Task description
Your task is to copy the listing exactly, with the pictures left out.

- - - - - - -

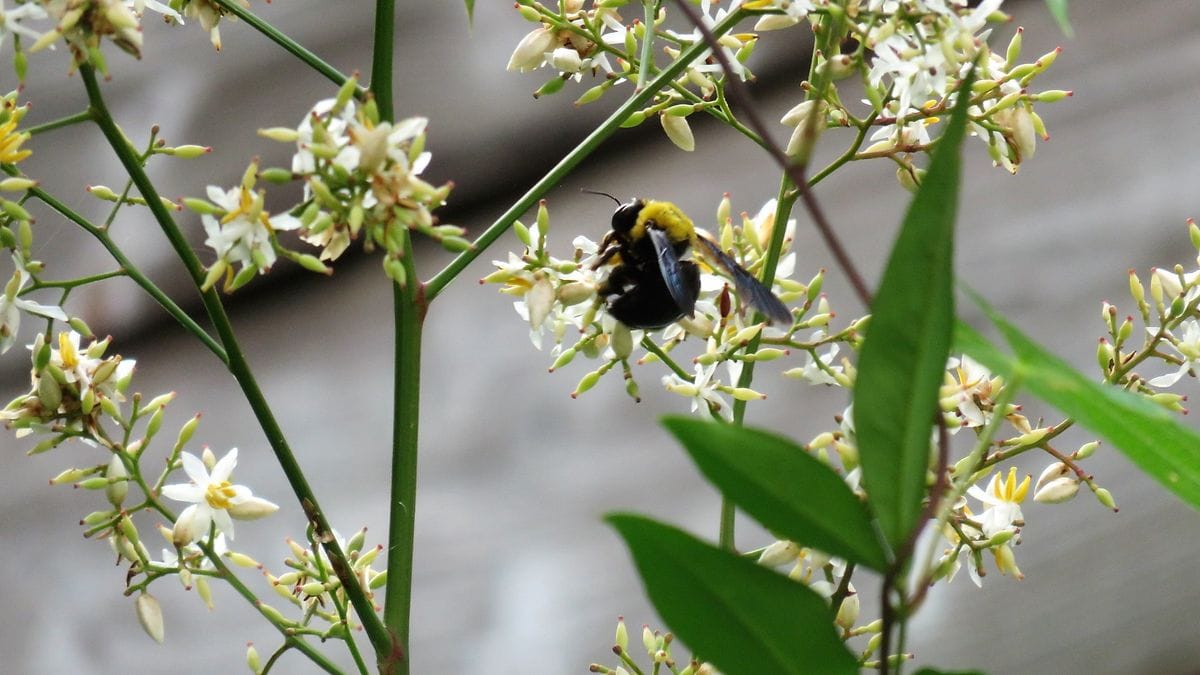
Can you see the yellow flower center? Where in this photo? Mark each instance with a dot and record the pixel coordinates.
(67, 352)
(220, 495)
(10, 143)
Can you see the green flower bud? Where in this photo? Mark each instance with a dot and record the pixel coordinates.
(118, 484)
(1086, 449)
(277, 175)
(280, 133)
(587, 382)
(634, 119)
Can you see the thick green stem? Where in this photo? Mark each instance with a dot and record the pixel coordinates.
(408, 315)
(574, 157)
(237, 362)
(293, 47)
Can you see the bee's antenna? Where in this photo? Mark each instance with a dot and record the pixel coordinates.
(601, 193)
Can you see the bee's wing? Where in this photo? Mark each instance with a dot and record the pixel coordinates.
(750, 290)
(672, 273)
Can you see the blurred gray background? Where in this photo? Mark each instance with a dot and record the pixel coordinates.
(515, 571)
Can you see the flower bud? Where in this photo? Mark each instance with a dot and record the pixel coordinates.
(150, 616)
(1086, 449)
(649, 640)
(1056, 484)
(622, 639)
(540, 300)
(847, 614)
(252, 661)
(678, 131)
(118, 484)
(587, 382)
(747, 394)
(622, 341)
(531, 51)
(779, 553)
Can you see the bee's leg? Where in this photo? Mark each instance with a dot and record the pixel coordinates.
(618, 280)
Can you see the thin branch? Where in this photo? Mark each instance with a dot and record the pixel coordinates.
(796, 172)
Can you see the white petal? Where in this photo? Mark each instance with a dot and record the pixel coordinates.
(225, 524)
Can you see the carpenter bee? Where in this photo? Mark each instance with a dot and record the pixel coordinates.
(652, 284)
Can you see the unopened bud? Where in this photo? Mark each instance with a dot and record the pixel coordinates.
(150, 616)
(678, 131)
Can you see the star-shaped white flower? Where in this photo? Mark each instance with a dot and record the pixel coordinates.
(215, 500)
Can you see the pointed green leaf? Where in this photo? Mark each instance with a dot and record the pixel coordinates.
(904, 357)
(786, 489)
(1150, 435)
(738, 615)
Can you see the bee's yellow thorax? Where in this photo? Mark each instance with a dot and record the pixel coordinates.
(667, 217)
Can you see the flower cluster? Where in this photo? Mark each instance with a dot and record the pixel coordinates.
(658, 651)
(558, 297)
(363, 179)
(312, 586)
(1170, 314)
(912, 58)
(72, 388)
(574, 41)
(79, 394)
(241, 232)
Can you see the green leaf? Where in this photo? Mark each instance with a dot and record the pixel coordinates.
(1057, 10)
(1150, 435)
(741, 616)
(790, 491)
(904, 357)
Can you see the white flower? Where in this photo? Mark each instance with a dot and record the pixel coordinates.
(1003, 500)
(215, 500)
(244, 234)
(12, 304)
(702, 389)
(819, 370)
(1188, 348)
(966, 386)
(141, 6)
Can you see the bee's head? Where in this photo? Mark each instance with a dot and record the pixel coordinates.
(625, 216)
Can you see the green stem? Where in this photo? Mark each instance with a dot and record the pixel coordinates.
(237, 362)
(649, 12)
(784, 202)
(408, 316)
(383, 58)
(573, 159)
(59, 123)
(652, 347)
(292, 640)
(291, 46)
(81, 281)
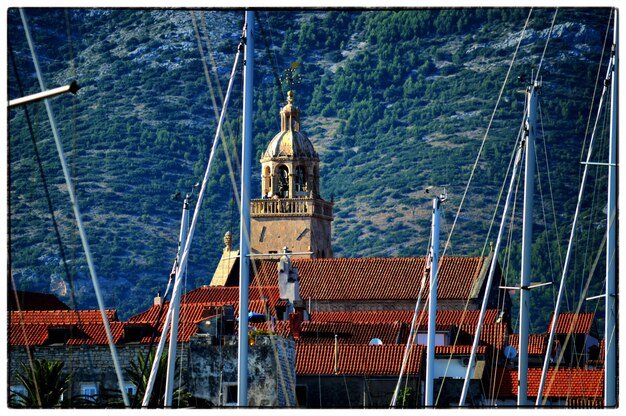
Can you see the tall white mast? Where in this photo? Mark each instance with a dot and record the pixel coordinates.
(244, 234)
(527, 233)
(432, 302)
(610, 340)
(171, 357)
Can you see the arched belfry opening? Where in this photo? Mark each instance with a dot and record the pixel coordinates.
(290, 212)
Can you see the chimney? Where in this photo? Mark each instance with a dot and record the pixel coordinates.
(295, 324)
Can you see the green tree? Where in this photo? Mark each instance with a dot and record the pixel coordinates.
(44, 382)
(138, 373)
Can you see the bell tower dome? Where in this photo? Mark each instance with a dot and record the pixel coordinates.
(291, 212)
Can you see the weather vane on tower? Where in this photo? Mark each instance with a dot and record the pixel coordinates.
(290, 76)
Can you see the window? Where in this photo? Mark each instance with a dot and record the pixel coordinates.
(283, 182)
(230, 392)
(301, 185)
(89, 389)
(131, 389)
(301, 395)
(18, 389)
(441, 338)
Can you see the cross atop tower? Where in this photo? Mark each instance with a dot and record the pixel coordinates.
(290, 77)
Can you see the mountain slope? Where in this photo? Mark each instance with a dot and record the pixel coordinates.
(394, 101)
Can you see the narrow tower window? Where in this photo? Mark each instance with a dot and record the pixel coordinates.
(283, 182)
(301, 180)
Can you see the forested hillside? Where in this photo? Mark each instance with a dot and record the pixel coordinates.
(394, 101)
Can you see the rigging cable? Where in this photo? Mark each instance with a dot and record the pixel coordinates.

- - - - - - -

Written solution
Can you see the yellow flower center? Where in this photo? Mark each instance with a dot and record the pixel coordinates.
(67, 352)
(220, 495)
(10, 143)
Can you see the green flower bud? Where in this photo? Mark each instance with a dot and record the pixel coordinates.
(118, 484)
(1086, 449)
(277, 175)
(280, 133)
(587, 382)
(634, 119)
Can you see the thick green stem? Where in this photo? Mark each instance with a dot and record the pixel coordinates.
(408, 315)
(574, 157)
(237, 362)
(293, 47)
Can you see the bee's antenna? Where in this photo? Mark each instance with a dot and record the pixel coordinates.
(601, 193)
Can you see the bee's wing? Where in this photo? Mark each instance with a dot and record the pixel coordinates.
(750, 290)
(672, 273)
Can you see the blurred gray background? Where in this photo? Mark each instance with a dot and record the pixel coordinates.
(515, 571)
Can you see the flower bud? Where in this photo? Mark each instance with a dot and record the pixel coordinates.
(150, 616)
(1086, 449)
(649, 640)
(1056, 484)
(622, 639)
(540, 300)
(847, 614)
(252, 661)
(678, 131)
(118, 484)
(587, 382)
(747, 394)
(622, 341)
(531, 51)
(779, 553)
Can you see the bee's leg? Where in this photo? Mark each instance with a dot and record the pixel coordinates.
(618, 280)
Can you see the thin branch? Where in this photo? Mark each instance with a dot and record the pixel coordinates.
(796, 172)
Can you see the white petal? Where in this photo? Mark each instance with a dot and record the pixel coordinates.
(225, 524)
Can you see the carpenter bee? Where in this photo? Mark each instance with a dot and record the pixel coordinates.
(652, 284)
Can you see the unopened bud? Where in this photo? Mark each instance with a dot and record the pixel coordinates.
(150, 616)
(678, 131)
Can you see the star-shaped white flower? Where in this photo? Mark each instance with a dot and record the pixel coordinates.
(215, 500)
Can you see the pointed green leaf? Where in this photo? Mark each instance with a dot and record the pixel coordinates.
(904, 357)
(786, 489)
(1150, 435)
(738, 615)
Can you see the bee's yellow thorax? Where in this photo? Mark each instance with a dot and record the pixel coordinates.
(667, 217)
Can you see the flower cluster? Where in this photo? Mark each instance with a dot and record the pixel coordinates.
(658, 651)
(558, 297)
(363, 179)
(312, 586)
(1170, 314)
(912, 58)
(72, 388)
(574, 41)
(79, 394)
(241, 232)
Can you see the green leaf? Where in this photo? Mark each instance with a dot and record the pixel coordinates.
(1057, 10)
(1150, 435)
(741, 616)
(790, 491)
(904, 357)
Can you see the white flower? Where in this photo? Mark each instance with a dot and record the pixel coordinates.
(1003, 500)
(215, 500)
(244, 234)
(12, 304)
(702, 389)
(819, 370)
(1188, 348)
(966, 386)
(141, 6)
Can you see the bee's head? Where in this photo? Mark each instance with a dot and record the pixel coordinates.
(625, 216)
Can you see the green stem? Where in this photo? Mark each instance with a dot and record the pixel coordinates.
(237, 362)
(649, 12)
(784, 202)
(408, 316)
(383, 58)
(573, 159)
(59, 123)
(652, 347)
(292, 640)
(291, 46)
(81, 281)
Can you see the tall white mast? Where in this photo? Mark each instance with a dot and record the pixel coordinates.
(244, 234)
(527, 233)
(432, 302)
(610, 340)
(171, 357)
Can you see the arched belfry opening? Where in this photo? Mark each instance with a dot and record the pixel coordinates.
(290, 212)
Can you see the chimney? Where in this photo? Mark each instance with a dot and record the pixel coordinates.
(295, 324)
Can you see the green tree? Where in this photo? Mark each instance with a dot and record the pixel coordinates.
(44, 382)
(138, 373)
Can you see the bell tower dome? Where in this photo? Mark each instance with a dot and record the pixel coordinates.
(291, 212)
Can you see the weather vane on tower? Where in this photo? Mark each instance with a dot and record the pixel coordinates.
(290, 76)
Can you see the window? Where in this photo? Mark each instance with a dot and record the pixel coordinates.
(283, 182)
(230, 392)
(301, 185)
(89, 389)
(131, 389)
(301, 395)
(18, 389)
(441, 338)
Can you see the cross atop tower? Where in this photo? Mark each instance with a dot and record the pixel coordinates.
(290, 77)
Can you see the mountain slope? Where in this photo? Mark each instance with a dot and record the pixel coordinates.
(394, 101)
Can you see the narrow tower window? Where in this photo? Mark each instance with a dot and record the pixel coordinates.
(283, 182)
(301, 180)
Can you see the forested hillside? Where in this photo? Mark each instance with a dot and record the pixel coordinates.
(394, 101)
Can you see the rigging cable? Where in this photo? Mark each instance with a dot and record the pixel coordinates.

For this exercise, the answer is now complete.